** BEGIN DATA ENTRIES **

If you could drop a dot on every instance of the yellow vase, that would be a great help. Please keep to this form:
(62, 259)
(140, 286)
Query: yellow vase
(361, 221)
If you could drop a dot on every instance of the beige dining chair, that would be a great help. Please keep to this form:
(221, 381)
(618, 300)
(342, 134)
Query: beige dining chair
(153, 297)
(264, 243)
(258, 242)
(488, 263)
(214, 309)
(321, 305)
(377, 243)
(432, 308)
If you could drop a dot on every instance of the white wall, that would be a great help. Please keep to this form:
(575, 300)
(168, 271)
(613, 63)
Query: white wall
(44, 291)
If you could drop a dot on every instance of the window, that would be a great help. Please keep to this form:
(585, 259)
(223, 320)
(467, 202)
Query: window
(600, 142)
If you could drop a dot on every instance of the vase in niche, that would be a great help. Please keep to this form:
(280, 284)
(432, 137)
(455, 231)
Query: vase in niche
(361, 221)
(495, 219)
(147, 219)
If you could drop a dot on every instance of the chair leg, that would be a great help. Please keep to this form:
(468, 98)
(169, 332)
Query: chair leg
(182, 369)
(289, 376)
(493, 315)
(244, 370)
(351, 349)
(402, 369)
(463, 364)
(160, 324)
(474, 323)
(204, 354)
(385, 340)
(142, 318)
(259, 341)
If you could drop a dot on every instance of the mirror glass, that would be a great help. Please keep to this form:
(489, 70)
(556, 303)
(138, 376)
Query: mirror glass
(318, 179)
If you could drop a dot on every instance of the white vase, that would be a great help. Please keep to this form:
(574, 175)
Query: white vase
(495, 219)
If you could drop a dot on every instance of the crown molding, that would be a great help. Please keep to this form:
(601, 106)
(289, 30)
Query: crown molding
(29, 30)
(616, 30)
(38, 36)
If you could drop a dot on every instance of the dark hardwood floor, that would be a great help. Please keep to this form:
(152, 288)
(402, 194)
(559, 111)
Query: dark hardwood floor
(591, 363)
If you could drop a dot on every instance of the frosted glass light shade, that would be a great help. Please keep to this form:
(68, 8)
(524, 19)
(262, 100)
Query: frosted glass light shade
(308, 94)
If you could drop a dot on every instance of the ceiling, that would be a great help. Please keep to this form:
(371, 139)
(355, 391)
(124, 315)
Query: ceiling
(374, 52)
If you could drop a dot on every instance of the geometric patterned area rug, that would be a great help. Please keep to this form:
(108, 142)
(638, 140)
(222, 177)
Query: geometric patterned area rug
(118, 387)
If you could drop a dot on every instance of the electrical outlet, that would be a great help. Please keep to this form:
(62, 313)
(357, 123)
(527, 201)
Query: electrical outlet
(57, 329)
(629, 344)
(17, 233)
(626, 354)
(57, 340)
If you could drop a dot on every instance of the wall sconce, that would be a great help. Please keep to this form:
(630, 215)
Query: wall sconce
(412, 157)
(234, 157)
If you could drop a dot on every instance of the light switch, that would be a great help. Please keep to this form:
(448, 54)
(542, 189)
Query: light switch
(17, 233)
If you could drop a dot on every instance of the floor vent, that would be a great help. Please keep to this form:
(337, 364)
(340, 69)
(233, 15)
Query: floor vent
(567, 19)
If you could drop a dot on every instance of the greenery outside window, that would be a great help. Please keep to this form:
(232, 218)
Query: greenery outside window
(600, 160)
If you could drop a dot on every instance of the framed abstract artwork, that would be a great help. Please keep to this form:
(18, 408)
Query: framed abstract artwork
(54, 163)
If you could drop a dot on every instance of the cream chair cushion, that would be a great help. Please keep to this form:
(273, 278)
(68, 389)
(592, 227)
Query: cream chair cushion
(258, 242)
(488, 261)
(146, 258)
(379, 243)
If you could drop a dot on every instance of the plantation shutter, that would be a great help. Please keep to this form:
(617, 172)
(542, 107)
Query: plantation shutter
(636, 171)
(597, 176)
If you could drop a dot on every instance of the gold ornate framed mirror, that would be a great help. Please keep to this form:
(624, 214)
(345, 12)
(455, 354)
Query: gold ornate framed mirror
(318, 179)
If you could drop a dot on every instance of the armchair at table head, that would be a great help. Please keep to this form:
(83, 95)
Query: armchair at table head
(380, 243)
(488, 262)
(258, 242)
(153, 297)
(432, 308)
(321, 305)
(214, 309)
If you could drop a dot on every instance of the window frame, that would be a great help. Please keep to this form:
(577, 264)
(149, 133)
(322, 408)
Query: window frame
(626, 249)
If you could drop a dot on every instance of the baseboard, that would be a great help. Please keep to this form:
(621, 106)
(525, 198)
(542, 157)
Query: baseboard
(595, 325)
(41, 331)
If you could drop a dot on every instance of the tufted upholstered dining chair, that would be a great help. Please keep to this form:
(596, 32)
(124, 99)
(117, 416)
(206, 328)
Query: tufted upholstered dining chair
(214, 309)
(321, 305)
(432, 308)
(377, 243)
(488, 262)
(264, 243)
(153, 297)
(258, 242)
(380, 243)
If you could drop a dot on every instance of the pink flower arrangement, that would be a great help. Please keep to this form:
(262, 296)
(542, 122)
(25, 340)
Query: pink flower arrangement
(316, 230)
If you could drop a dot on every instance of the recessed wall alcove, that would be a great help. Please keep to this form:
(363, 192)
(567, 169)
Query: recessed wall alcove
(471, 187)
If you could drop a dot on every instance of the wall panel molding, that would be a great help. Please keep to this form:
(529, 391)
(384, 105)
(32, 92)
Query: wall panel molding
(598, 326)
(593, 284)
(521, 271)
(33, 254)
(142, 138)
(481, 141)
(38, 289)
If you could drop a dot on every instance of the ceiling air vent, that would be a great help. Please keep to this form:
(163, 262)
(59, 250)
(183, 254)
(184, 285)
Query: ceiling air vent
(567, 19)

** END DATA ENTRIES **
** BEGIN DATA ENTRIES **

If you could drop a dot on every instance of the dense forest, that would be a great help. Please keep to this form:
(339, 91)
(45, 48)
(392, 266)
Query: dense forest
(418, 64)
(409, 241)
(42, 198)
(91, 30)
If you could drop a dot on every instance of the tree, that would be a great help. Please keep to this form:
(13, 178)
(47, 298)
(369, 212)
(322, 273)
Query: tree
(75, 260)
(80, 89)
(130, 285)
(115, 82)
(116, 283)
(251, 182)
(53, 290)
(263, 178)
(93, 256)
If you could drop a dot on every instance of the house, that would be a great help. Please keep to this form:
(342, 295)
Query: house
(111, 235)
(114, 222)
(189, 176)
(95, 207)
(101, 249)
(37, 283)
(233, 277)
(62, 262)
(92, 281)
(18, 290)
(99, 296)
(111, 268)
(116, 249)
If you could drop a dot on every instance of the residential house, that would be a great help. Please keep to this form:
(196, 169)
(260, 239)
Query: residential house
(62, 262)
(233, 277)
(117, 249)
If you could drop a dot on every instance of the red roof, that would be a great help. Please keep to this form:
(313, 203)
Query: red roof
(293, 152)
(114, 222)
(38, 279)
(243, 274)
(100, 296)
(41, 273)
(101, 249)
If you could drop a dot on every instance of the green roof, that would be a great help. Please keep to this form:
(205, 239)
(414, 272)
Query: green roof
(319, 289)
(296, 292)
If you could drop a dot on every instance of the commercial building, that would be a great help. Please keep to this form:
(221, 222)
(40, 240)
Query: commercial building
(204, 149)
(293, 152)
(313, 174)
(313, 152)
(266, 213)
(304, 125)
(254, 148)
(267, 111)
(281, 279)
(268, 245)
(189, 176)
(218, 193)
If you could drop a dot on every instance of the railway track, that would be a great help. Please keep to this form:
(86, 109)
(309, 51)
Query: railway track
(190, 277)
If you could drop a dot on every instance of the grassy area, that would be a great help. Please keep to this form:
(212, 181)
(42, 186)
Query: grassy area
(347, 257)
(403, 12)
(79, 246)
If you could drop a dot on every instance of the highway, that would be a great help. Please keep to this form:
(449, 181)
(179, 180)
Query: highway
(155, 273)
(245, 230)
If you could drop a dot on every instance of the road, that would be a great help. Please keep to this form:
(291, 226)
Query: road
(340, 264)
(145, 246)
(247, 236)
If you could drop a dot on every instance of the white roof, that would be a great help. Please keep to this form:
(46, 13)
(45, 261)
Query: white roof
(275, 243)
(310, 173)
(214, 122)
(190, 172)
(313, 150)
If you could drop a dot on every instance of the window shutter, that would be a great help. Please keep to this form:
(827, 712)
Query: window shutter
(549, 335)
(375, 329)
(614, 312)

** END DATA ENTRIES **

REQUIRED WORK ->
Count the lines of data that contain the word "cream", and give only that number.

THE SOLUTION ->
2